TUGAS: Tolong salin kata demi kata semua baris dari awal catatan di bawah hingga baris yang memuat "left=531, top=284, right=589, bottom=320", termasuk baris tersebut.

(Entri dari sebuah dataset)
◆ ◆ ◆ ◆ ◆

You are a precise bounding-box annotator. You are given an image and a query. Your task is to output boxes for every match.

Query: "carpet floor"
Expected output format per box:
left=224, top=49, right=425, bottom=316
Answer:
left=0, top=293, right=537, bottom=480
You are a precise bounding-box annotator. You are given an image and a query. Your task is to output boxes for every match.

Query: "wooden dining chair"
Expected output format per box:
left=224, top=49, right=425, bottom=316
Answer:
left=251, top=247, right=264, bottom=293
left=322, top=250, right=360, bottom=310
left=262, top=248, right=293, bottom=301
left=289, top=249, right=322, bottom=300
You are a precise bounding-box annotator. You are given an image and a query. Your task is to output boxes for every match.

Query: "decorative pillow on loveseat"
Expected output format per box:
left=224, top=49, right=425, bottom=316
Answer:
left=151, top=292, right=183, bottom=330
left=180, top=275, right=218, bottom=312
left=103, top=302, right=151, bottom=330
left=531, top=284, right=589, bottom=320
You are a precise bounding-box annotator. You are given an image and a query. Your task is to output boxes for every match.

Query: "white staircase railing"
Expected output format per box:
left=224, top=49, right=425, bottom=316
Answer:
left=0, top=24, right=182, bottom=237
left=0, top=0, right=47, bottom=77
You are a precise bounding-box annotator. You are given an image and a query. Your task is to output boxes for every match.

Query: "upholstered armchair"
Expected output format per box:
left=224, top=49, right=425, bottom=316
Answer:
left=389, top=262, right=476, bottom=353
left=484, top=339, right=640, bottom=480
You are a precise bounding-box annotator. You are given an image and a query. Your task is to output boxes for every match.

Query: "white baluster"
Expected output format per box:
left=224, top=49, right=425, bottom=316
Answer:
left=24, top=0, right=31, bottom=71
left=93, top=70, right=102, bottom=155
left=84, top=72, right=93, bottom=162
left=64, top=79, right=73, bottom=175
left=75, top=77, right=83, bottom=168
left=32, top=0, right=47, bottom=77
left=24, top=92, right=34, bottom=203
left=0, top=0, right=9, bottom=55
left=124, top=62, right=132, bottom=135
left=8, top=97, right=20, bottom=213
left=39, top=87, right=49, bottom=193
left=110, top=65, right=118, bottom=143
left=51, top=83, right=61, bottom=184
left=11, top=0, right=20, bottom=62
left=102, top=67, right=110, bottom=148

◆ ◆ ◆ ◆ ◆

JAWABAN BERIKUT:
You are a precise bounding-box annotator. You are given an image and a query. Your task is to output boxes for every match.

Query: "carpet floor"
Expected output format per box:
left=224, top=49, right=425, bottom=316
Answer:
left=0, top=293, right=537, bottom=480
You are a precise bounding-box annotator. You are given an image and a query. Your task is to output boxes for every match.

Query: "wooden dining chair"
Expected output format per box:
left=224, top=49, right=425, bottom=316
Answer:
left=251, top=247, right=264, bottom=293
left=322, top=250, right=360, bottom=310
left=262, top=248, right=293, bottom=301
left=289, top=249, right=322, bottom=300
You are a precise bounding-box annotator. You are given an image and a query. Your task is to output boxes for every match.

Query: "decorative pillow on loveseat"
Expected output format per box:
left=224, top=49, right=425, bottom=316
Answer:
left=151, top=292, right=183, bottom=330
left=180, top=275, right=218, bottom=312
left=103, top=302, right=151, bottom=330
left=531, top=284, right=589, bottom=320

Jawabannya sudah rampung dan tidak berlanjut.